-- Source extract --
========

Wednesday, 12 August 2009

Ryerson Expected to name Roy Rana as new Head Coach

Expect Ryerson University to announce shortly that the men's basketball program will be led by new Head Coach Roy Rana, effective immediately. Rana has had tremendous success as a high school mentor in Toronto with Eastern Commerce Saints and also has several seasons working with Canada Basketball, most recently this past summer as he led Canada's Cadet team to a spot in the first ever FIBA U17 World Championship next summer in Germany. Canada qualified by winning the Bronze medal at this summer's FIBA Americas U-16 championships in Argentina.

Eastern Commerce under Rana has had numerous graduates who have gone on to play NCAA and CIS basketball and he is well known in GTA basketball circles. This represents a very important step forward for the Ryerson program, bringing in a young coach with plenty of ties to the community and a growing coaching resume. Rana's signing shows the commitment Ryerson University has made to athletics and the basketball program. Plans apparently are in the making for a modern, new gymnasium with seating of 2,000+ for basketball situated near the Rye campus in downtown Toronto and Rana's signing is the first of many planned milestones for a program now brimming with optimism.

Rana coached the Saints from 2000 to 2007, winning 4 OFSAA championships including 3 consecutive between 2003 to 2005. He also coached the Basketball Ontario's Elite Development Program and coached Team Ontario to gold medals at the Canadian National Championships in 2004 and Canada Games in 2005. Finishing off a busy coaching summer of 2009, Rana also coached Canada's U19 team at the recent NIKE Global Challenge, advancing to the championship game against USA East where the Canadians dropped a tough one point game. But the recruiting and planning portion of his summer is just beginning as he embarks on maybe his most challenging position yet, competing in the OUA East.

========

-- Dataset excerpts --
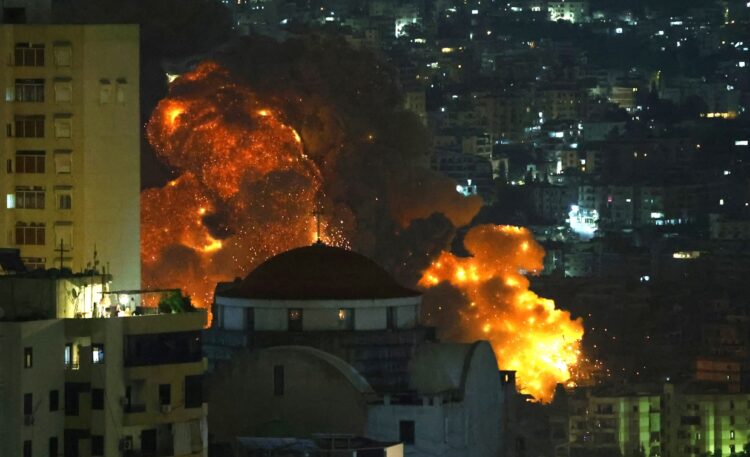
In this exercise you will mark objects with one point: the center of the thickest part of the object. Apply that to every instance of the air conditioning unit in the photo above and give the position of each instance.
(126, 443)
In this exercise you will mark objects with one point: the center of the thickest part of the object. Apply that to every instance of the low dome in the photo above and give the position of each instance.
(318, 272)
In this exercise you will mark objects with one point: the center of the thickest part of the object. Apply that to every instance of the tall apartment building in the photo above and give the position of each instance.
(71, 146)
(128, 386)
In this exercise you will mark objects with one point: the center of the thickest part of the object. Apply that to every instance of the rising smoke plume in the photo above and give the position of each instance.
(269, 133)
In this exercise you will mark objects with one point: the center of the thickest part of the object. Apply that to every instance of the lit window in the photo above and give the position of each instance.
(97, 353)
(346, 318)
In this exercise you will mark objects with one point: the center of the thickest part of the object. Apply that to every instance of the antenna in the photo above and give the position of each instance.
(317, 213)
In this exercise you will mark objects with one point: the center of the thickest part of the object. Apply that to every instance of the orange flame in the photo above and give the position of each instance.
(239, 163)
(529, 335)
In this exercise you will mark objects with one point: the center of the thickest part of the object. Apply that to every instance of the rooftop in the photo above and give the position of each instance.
(318, 272)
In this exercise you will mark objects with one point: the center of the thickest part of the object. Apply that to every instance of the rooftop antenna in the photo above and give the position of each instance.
(317, 213)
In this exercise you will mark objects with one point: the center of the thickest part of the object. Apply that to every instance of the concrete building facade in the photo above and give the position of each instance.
(71, 147)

========

-- Objectives --
1 – Pull out every line of the listing that contains the string "plume", matching case exactly.
2 – Carry on the Ryerson coaching article from its final sentence.
The listing has no connection to the Ryerson coaching article.

-- Per-task answers --
1 –
In this exercise you will mark objects with one point: the center of the thickest part of the object. Apply that to every instance of the rising smoke plume in the photo above and give the position of each instance.

2 –
Rana inherits a Rams team, led by 6'7" All-Canadian Moser Trophy candidate Boris Bakovic, that hosted a first round playoff game last season but were defeated by York. There is other returning talent as well in 6'3" fourth-year guard Ryan McNeilly plus 6'1" Josh Budd (Timmins) and others expected back include 6'10" Joey Imbrogno (5th year), 6'6" Chris Blouin (Carleton Place) and 6'2" Afeworki Gebrekerestos (Ottawa). Expect the hard-working Rana to comb the recruiting trail even this late in the process to continually bring fresh talent to Ryerson in an effort to compete in what may be the toughest conference in the country.

3 comments:

Anonymous said...

Is there any possibility that Dave DeAveiro was Ryerson's first choice, but Ottawa refused to allow him to make the move to Ryerson ?

Anonymous said...

I do know this...back in 2004 Dave signed a long term contract to coach the Gee-Gees..it was reported and can be found in the OUA website's archives.
That was five years ago and possibly that deal was set to expire soon, if not already.
This is only my theory but it could be Dave was in the process of negotiating a new deal with Ottawa when Ryerson made him this offer.
I really don't think Dave wanted to leave Ottawa, even though he is a Toronto native.
But having an offer in hand from Ryerson would be some ammunition to take to the table if he felt he was getting low balled by Ottawa.
There is nothing like having a real possibility of losing a valued coach's services to a rival school to ramp up an offer.
So I think Dave could have taken the Ryerson job as a last resort, if negotiations with Ottawa had broken off.
Mind you, that's only my guess.

Anonymous said...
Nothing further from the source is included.